▸ **To do**: Would you set down every entry again, exactly as written?
──────────────────────────────
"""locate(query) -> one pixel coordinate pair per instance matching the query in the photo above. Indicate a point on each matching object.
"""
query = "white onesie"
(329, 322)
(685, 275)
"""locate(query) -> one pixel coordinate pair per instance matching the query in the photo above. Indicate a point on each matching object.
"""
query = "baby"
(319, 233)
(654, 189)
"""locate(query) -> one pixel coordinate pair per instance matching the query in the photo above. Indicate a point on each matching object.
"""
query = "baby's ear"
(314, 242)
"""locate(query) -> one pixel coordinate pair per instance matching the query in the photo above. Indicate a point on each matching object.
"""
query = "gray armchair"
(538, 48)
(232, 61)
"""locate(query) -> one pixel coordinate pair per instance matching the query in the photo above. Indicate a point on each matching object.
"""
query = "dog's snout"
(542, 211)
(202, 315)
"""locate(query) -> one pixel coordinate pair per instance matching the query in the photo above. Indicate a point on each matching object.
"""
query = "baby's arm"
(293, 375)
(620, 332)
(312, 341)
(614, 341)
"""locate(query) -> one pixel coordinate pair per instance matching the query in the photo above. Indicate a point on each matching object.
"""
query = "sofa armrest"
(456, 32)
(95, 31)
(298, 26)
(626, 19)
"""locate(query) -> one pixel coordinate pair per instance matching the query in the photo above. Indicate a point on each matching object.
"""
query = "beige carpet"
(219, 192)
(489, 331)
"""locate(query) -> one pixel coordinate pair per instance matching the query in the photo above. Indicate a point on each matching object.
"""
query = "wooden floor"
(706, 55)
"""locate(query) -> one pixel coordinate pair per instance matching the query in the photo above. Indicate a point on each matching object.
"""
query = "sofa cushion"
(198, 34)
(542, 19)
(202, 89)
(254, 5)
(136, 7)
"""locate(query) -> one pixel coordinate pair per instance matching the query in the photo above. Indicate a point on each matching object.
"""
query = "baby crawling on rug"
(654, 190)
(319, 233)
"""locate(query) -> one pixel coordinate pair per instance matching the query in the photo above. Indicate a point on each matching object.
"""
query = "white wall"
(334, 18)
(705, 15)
──────────────────────────────
▸ **Answer space**:
"""locate(query) -> one pixel coordinate pair per instance matching the query in the photo above. Indicate a point on each matching object.
"""
query = "white onesie"
(329, 322)
(685, 275)
"""locate(query) -> one pixel coordinate pair per instance matching the query in the photo above. Indicate a point on each matching object.
"""
query = "baby"
(319, 233)
(654, 189)
"""locate(query) -> one pixel coordinate pair per instance matching the query in the photo above. Indicate a point on each matching object.
"""
query = "baby's ear"
(314, 242)
"""locate(query) -> one pixel coordinate pair per instance matching the query in the photo above. Indicate a point on each matching object.
"""
query = "gray armchair"
(538, 48)
(232, 61)
"""locate(query) -> one pixel coordinate pair per instance matching the query in the photo above. Indicate a point on each matching object.
"""
query = "dog's snout"
(542, 211)
(202, 315)
"""locate(query) -> one pixel coordinate pair per instance matching the query in the photo above. Indicate a point on each matching object.
"""
query = "baby's arm"
(293, 375)
(620, 332)
(312, 341)
(614, 341)
"""locate(query) -> one pixel coordinate pair per instance matching the query in the photo above. Indicate a point on each matching object.
"""
query = "sofa armrest"
(456, 32)
(95, 31)
(298, 26)
(626, 19)
"""locate(query) -> one pixel coordinate pair per instance matching the query in the photo above. Indicate a point on each matching object.
"""
query = "beige carpet"
(219, 192)
(489, 331)
"""locate(query) -> one pixel coordinate pair per instance matching the query in the photo above. Indicate a point on each matching object.
"""
query = "wooden floor"
(706, 55)
"""locate(query) -> one pixel coordinate pair per instance matching the query in the photo above. Indicate a point on each matching object.
"""
query = "sofa cushion"
(198, 34)
(542, 19)
(202, 89)
(254, 5)
(136, 7)
"""locate(query) -> one pixel coordinate pair per instance matching the query in the photo above. Indicate a point on each matching object.
"""
query = "baby crawling on rug"
(654, 190)
(319, 233)
"""locate(query) -> one pixel coordinate pair per instance matching the query in the photo above. Indicate a point on each matching object.
"""
query = "white wall"
(334, 18)
(705, 15)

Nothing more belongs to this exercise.